AIM OF THE EXERCISE: Reproduce all the entries exactly.

Excerpts from point annotation data:
# # # # # # #

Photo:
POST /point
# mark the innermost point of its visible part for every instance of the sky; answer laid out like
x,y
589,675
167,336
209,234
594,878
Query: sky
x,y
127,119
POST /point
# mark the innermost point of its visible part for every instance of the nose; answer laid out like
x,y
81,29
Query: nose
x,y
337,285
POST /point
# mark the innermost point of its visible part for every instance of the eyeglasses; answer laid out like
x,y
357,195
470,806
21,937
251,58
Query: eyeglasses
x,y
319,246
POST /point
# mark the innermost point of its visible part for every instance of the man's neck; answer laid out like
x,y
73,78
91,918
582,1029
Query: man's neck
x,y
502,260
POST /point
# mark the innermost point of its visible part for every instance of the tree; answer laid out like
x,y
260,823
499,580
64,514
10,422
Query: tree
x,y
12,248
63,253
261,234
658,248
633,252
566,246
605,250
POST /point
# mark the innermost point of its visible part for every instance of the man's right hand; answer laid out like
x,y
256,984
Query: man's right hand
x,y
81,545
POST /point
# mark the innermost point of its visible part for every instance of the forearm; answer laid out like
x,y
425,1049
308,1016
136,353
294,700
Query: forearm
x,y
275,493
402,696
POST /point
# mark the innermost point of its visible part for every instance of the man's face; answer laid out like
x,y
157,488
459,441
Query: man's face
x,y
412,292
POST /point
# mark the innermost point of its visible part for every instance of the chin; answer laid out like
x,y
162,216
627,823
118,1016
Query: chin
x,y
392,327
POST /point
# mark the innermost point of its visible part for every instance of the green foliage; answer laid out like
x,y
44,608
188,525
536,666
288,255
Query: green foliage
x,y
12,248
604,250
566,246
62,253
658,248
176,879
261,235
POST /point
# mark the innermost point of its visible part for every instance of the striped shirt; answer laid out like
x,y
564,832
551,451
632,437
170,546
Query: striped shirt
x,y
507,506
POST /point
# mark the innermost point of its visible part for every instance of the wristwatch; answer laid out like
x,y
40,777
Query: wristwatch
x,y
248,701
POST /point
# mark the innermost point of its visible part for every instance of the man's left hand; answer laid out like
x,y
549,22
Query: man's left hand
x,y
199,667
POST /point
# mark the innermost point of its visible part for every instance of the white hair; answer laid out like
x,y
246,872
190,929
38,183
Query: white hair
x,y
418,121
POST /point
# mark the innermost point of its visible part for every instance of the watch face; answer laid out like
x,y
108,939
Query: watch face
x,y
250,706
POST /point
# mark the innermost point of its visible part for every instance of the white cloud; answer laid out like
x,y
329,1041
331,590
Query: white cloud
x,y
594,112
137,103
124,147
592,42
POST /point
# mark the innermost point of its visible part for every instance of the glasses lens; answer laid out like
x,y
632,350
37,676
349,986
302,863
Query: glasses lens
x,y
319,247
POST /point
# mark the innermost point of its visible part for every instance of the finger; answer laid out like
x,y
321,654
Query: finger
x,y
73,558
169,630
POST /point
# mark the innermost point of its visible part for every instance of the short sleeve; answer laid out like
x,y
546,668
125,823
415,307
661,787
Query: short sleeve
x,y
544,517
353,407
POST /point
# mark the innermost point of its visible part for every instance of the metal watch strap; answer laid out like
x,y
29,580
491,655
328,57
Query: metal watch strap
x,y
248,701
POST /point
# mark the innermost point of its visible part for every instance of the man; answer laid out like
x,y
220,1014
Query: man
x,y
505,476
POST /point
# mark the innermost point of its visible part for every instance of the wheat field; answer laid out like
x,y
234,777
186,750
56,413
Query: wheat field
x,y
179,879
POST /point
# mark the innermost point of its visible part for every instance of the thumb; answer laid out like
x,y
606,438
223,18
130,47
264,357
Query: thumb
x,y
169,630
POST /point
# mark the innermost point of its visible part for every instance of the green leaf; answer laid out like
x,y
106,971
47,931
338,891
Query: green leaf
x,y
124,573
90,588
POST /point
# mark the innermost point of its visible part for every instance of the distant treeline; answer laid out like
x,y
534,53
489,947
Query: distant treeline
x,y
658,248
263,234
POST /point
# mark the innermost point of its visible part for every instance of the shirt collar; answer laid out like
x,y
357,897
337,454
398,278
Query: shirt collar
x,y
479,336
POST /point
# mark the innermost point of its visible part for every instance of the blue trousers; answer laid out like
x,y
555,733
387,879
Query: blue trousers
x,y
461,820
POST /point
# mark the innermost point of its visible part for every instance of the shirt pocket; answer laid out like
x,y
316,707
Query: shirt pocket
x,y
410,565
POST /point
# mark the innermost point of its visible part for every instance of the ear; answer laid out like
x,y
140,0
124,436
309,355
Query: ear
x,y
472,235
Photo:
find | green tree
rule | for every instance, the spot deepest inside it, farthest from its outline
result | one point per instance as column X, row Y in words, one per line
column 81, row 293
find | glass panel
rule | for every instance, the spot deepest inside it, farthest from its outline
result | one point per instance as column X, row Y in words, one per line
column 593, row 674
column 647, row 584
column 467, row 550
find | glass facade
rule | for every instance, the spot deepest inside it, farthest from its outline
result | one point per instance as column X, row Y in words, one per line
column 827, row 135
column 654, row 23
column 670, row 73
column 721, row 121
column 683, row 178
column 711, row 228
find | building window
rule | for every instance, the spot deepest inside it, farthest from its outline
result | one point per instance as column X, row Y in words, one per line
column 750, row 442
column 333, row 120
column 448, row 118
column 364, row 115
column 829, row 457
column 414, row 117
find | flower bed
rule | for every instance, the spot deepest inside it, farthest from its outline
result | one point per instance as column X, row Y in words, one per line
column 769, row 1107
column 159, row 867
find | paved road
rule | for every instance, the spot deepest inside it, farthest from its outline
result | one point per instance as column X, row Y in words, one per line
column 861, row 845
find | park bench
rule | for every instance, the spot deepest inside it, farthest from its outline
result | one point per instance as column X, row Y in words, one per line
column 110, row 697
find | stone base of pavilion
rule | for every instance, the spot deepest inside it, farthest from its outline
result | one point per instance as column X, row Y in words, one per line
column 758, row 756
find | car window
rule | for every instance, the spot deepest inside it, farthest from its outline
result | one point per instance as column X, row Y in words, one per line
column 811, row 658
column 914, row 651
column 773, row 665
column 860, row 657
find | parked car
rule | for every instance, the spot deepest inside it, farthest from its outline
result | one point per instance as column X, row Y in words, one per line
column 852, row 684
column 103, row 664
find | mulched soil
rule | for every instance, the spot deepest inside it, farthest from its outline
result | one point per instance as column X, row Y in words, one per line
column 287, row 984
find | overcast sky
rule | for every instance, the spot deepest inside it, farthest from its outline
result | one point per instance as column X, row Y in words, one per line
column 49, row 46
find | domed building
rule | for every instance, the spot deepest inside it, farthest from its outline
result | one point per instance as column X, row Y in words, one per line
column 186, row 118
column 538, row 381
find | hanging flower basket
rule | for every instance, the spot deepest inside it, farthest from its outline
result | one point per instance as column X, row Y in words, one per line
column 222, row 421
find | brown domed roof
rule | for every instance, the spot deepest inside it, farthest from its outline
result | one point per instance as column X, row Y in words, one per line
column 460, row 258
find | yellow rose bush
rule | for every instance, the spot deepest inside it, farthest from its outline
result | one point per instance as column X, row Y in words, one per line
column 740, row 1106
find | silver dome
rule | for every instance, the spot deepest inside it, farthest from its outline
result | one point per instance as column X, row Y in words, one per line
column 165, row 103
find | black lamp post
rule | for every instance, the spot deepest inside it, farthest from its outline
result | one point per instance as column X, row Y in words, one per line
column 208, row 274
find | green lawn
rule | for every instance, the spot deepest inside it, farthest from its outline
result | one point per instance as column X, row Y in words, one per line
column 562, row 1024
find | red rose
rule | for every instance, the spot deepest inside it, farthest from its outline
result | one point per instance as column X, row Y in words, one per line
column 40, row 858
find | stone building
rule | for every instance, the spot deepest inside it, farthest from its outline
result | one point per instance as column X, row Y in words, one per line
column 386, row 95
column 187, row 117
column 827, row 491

# # # # # # #

RESULT OF THIS EXERCISE:
Photo:
POST /point
# mark the innermost point of its visible part for every instance of the sky; answer laid out like
x,y
589,675
167,336
209,234
594,878
Query: sky
x,y
127,119
POST /point
# mark the innermost point of its visible part for every instance of the nose; answer laid out like
x,y
81,29
Query: nose
x,y
337,285
POST /point
# mark the innermost point of its visible part for every instance of the eyeglasses; answer laid out like
x,y
357,195
470,806
21,937
251,58
Query: eyeglasses
x,y
319,246
POST /point
# mark the innermost point of its visible part for every instance of the man's neck; answer laid out like
x,y
73,78
91,918
582,1029
Query: man's neck
x,y
502,260
POST /point
# mark the innermost point of its visible part for every instance of the tree; answer laid out like
x,y
260,823
499,580
64,514
10,422
Query: tree
x,y
12,248
63,253
261,234
658,248
633,252
566,246
605,250
POST /point
# mark the innermost point of its visible part for every instance of the man's right hand; answer laid out like
x,y
256,984
Query: man's right hand
x,y
81,545
POST /point
# mark the innermost point of its visible part for every instance of the forearm; answer laid out like
x,y
425,1049
308,1016
136,353
294,700
Query: forearm
x,y
275,493
402,696
POST /point
# mark the innermost point of its visible part for every instance of the man's face; answer laid out like
x,y
157,488
459,441
Query: man's face
x,y
412,292
POST /point
# mark the innermost point of its visible part for every instance of the chin; answer laid out like
x,y
162,216
627,823
118,1016
Query: chin
x,y
392,327
POST /point
# mark the innermost point of its visible part for every instance of the green foliage; answer laid out like
x,y
44,608
188,525
536,666
288,255
Query: green foliage
x,y
12,248
604,250
566,246
62,253
658,248
176,879
261,235
POST /point
# mark the innermost point of its visible part for every instance of the striped shirt; answer laid out like
x,y
564,832
551,451
632,437
170,546
Query: striped shirt
x,y
507,506
POST /point
# mark the innermost point of its visible part for every instance of the wristwatch; answer laid out like
x,y
40,777
Query: wristwatch
x,y
248,701
POST /point
# mark the innermost point of its visible part for every instance of the man's left hand; answer laid out like
x,y
549,22
Query: man's left hand
x,y
199,667
POST /point
# mark the innermost point of its visible part for every instance of the white hair; answer laid out like
x,y
246,872
190,929
38,183
Query: white hair
x,y
418,121
POST /point
# mark the innermost point of its visible part for every instance of the watch face; answer laid out like
x,y
108,939
Query: watch face
x,y
250,706
POST /point
# mark the innermost point of its visible part for every instance of the white cloud; answer laid out like
x,y
329,1041
331,590
Query: white cloud
x,y
594,112
137,103
124,147
592,42
POST /point
# mark the innermost point of its visible part for every instance of the glasses lens; answer laid out like
x,y
632,350
37,676
349,986
302,863
Query: glasses lens
x,y
319,247
POST /point
# mark the innermost point of its visible part for every instance of the finger; answer laid out like
x,y
321,654
Query: finger
x,y
73,558
169,630
POST /point
# mark the innermost point of its visible part for every instance of the short sleeve; answer laid out like
x,y
546,668
125,823
415,307
661,787
Query: short sleeve
x,y
544,517
353,407
POST /point
# mark the innermost point of its visible part for every instance of the metal watch strap; answer laid out like
x,y
29,580
491,655
328,57
Query: metal watch strap
x,y
248,701
POST /point
# mark the innermost point of its visible part for every instance of the man; answer laid out like
x,y
220,1014
Query: man
x,y
505,476
POST /point
# mark the innermost point of its visible part for every instance of the wheat field; answer laid out like
x,y
234,777
186,750
56,413
Query: wheat field
x,y
179,879
POST /point
# mark the innermost point of its visible part for every instance of the thumb; answer laid out like
x,y
606,438
223,18
130,47
264,357
Query: thumb
x,y
169,630
POST /point
# mark the innermost point of its visible part for every instance of the green leaf; answer laid out like
x,y
106,971
47,931
338,891
Query: green leaf
x,y
124,573
90,588
POST /point
# mark the innermost point of its visible part for every instance of the distant treeline; answer laid out like
x,y
534,53
489,947
Query: distant treeline
x,y
658,248
263,234
POST /point
# mark the innermost point of its visible part for every instance of the shirt collar; answer laid out like
x,y
357,897
337,454
398,278
Query: shirt collar
x,y
479,336
POST /point
# mark the innermost point of its visible part for every instance of the blue trousers; answer laid out like
x,y
555,733
387,879
Query: blue trousers
x,y
461,820
POST /point
# mark the innermost point of its visible part for every instance of the shirt pocket; answer laid out like
x,y
316,707
Query: shirt pocket
x,y
410,565
POST /point
# mark the innermost point of its visible part for every instance of the ear; answer laid out like
x,y
140,0
124,436
309,355
Query: ear
x,y
472,235
Photo:
find | green tree
rule | for every instance, the spot deepest inside it, farthest from its outline
result | one point per instance as column X, row Y in words, one per line
column 81, row 293
find | glass panel
rule | for every instance, the spot deepest inside it, farthest from its outline
result | one point per instance as column X, row Y in words, one per line
column 593, row 674
column 647, row 584
column 467, row 550
find | glass facade
rule | for every instance, the spot deepest inside it, farthest from its outline
result | one point per instance as column X, row Y in words, one per line
column 827, row 135
column 654, row 23
column 670, row 73
column 721, row 121
column 683, row 178
column 711, row 228
find | building window
rule | for every instance, the spot deepest inside it, farthest from its outline
result | one point per instance as column X, row Y in words, one per line
column 750, row 442
column 333, row 120
column 448, row 118
column 364, row 115
column 829, row 457
column 414, row 117
find | flower bed
rule | for every instance, the spot deepest inside it, farthest from its outline
result | one point per instance as column X, row Y in words, one per line
column 769, row 1107
column 159, row 867
find | paved road
rule | for every instance, the spot deepest inside it, farthest from its outline
result | one point per instance as column X, row Y in words, one per line
column 861, row 845
find | park bench
rule | for every instance, the spot deepest inside it, farthest from its outline
result | one point per instance as column X, row Y in words, one per line
column 110, row 697
find | stone base of pavilion
rule | for every instance, the spot deepest inside it, farthest from its outline
result | one point per instance as column X, row Y in words, one per line
column 758, row 756
find | car window
rule | for every instance, the spot deepest inside it, farthest from its outline
result | one point per instance as column X, row Y in words, one per line
column 811, row 658
column 914, row 651
column 773, row 665
column 860, row 657
find | parked car
rule | for every instance, the spot deepest inside it, farthest from its outline
result | one point per instance as column X, row Y in words, one per line
column 852, row 684
column 103, row 664
find | mulched soil
rule | for every instance, the spot deepest inside it, farthest from its outline
result | one point per instance as column X, row Y in words, one per line
column 287, row 984
find | overcast sky
rule | for every instance, the spot deepest inside it, farthest from its outline
result | one point per instance as column X, row Y in words, one per line
column 49, row 46
find | domed building
rule | for every instance, the spot deepest inside it, farthest from its outline
result | one point per instance as column X, row Y in words, one per line
column 186, row 118
column 538, row 381
find | hanging flower basket
rule | for every instance, the spot deepest inside it, farthest from its outline
result | one point per instance as column X, row Y in words, one per line
column 222, row 421
find | brown domed roof
rule | for every instance, the spot deepest inside it, farthest from its outline
result | one point per instance as column X, row Y in words, one per line
column 460, row 258
find | yellow rose bush
rule | for every instance, the spot deepest inside it, farthest from its outline
result | one point per instance as column X, row Y in words, one per line
column 740, row 1106
find | silver dome
rule | for every instance, the spot deepest inside it, farthest from its outline
result | one point per instance as column X, row Y in words, one per line
column 165, row 103
find | black lamp post
rule | for every instance, the spot deepest inside it, farthest from its outline
result | one point per instance as column X, row Y in words, one per line
column 208, row 274
find | green lawn
rule | for every instance, the spot deepest inside it, farthest from its outline
result | one point per instance as column X, row Y in words, one per line
column 562, row 1024
find | red rose
rule | for every instance, the spot deepest inside it, farthest from its outline
result | one point per instance as column X, row Y in words, one per line
column 40, row 858
find | stone building
rule | for every instance, the spot deepest inside it, farthest from its outline
result | one point per instance as column X, row Y in words, one per line
column 386, row 95
column 187, row 117
column 827, row 491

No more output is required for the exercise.